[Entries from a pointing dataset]
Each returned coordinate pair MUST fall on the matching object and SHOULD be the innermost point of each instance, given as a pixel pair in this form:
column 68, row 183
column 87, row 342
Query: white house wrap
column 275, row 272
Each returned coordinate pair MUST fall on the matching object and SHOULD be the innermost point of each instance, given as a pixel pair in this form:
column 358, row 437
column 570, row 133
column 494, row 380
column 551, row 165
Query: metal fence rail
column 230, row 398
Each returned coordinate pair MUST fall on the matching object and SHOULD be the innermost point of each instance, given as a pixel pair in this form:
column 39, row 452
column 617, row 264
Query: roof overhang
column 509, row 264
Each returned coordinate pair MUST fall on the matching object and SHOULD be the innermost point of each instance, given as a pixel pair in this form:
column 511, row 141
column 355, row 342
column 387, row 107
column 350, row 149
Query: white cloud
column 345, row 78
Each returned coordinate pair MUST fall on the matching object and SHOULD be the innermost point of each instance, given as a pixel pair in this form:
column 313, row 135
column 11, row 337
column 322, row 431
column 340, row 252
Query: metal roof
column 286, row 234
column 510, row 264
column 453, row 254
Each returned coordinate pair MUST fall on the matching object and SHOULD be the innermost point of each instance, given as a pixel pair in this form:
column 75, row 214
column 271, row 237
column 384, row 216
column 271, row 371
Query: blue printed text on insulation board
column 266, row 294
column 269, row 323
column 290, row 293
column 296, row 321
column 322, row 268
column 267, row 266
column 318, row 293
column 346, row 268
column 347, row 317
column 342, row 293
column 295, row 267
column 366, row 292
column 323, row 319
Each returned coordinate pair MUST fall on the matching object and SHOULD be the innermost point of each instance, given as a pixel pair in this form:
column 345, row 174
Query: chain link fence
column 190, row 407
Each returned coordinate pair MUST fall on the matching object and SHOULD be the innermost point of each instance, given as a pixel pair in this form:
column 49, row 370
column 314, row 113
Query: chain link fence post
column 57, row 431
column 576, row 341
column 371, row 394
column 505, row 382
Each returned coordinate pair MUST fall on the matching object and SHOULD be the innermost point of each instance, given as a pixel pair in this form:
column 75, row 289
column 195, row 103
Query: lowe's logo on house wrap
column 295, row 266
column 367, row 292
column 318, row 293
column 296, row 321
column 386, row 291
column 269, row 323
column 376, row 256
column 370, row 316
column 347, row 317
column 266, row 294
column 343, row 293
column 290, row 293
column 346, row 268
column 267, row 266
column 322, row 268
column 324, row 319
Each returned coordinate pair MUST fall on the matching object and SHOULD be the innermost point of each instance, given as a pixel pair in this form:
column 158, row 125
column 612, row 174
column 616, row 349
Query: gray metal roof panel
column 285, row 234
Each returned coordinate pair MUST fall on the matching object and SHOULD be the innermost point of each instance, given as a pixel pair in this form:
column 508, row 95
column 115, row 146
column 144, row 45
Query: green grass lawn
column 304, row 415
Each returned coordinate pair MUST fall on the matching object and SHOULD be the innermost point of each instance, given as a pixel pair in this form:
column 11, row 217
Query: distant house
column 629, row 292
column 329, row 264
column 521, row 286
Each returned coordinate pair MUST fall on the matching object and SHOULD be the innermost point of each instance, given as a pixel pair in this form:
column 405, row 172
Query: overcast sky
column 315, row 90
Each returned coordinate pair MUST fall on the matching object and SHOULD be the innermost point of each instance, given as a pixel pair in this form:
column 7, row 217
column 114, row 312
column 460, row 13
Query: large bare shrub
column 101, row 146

Written problem
Return the lines of data above exactly as they appear, from the start of the data through the line holding "column 230, row 398", including that line.

Reply to the exercise
Each returned coordinate pair MUST fall on the matching object and SHOULD be the innermost point of each instance, given as a pixel pair in this form:
column 68, row 183
column 87, row 342
Query: white house wrap
column 275, row 272
Each returned coordinate pair MUST fall on the matching object and SHOULD be the innermost point of each instance, given as a pixel pair in this form:
column 358, row 437
column 570, row 133
column 494, row 380
column 551, row 165
Query: metal fence rail
column 230, row 398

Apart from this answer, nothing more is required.